■ **Task**:
Reproduce every item below word for word, line by line, changing nothing.

■ **Dataset extract**:
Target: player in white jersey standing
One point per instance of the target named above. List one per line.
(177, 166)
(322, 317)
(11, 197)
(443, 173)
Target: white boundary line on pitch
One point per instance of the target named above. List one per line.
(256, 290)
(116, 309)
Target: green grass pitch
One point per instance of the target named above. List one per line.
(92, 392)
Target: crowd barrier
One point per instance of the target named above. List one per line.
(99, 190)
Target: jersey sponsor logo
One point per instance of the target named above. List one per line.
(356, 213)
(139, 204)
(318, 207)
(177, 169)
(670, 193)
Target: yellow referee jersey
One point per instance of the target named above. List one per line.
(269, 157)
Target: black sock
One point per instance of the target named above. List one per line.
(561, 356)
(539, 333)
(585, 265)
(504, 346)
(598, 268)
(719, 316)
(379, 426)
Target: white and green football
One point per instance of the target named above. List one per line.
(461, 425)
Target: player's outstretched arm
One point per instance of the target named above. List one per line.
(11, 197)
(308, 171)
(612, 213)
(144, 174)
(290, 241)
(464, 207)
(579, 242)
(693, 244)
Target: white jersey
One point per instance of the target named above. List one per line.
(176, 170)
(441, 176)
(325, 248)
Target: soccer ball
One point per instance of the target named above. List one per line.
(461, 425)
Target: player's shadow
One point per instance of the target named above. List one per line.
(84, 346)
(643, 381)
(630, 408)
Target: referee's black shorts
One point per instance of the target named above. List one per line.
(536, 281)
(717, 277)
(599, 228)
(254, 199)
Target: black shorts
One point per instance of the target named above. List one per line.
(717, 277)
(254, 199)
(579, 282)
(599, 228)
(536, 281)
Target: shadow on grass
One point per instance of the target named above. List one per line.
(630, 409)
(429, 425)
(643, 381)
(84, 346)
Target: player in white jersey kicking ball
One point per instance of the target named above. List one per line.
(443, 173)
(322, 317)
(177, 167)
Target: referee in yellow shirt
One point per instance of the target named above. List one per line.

■ **Written response**:
Target: player in white jersey standing
One point per instance of the target named above. List one per line.
(177, 166)
(322, 317)
(11, 197)
(443, 173)
Target: white boundary line on pitch
One point per instance of the target named above. List one per line.
(256, 290)
(116, 309)
Target: green grass pitch
One point per instance of the target named above. List one per line.
(92, 392)
Target: crowd barrier
One point per instance of the target named above. List one per line.
(99, 190)
Target: jersey sponsor logo
One point per instance of the target named above. List one per line.
(356, 213)
(139, 204)
(318, 207)
(177, 169)
(670, 193)
Target: yellow referee jersey
One point per instance of the target named above. List one per line.
(269, 157)
Target: black sock
One point per instance of the target named above. List one per line.
(561, 356)
(539, 333)
(585, 265)
(504, 346)
(598, 268)
(719, 316)
(379, 426)
Target: white and green football
One point per instance of the target named above. List one per line.
(461, 425)
Target: player's outstretched arm
One point per instance of the target named above. List one per line.
(11, 197)
(308, 171)
(612, 213)
(144, 174)
(290, 241)
(464, 207)
(579, 242)
(693, 244)
Target: white jersey
One point per instance of the target named above. List one per line.
(176, 170)
(441, 176)
(325, 248)
Target: soccer ball
One point per instance of the target named above. List one per line.
(461, 425)
Target: player's shadow
One point per instance of the target named above. List one per line.
(84, 346)
(643, 381)
(630, 408)
Target: referee's black shorts
One point per instance of the target named above. List one per line.
(536, 281)
(717, 277)
(599, 228)
(254, 199)
Target: black shorts
One point per instance of the target named above. List one per line.
(717, 277)
(254, 199)
(579, 282)
(599, 228)
(536, 281)
Target: shadow on grass
One point per instance of the target named above. List one per line.
(630, 409)
(429, 425)
(643, 381)
(84, 346)
Target: player in white jersey kicking ball
One point per instance of the target named above. List one per line.
(443, 173)
(322, 317)
(177, 167)
Target: referee in yellow shirt
One point per instance of the target named above. List one per line.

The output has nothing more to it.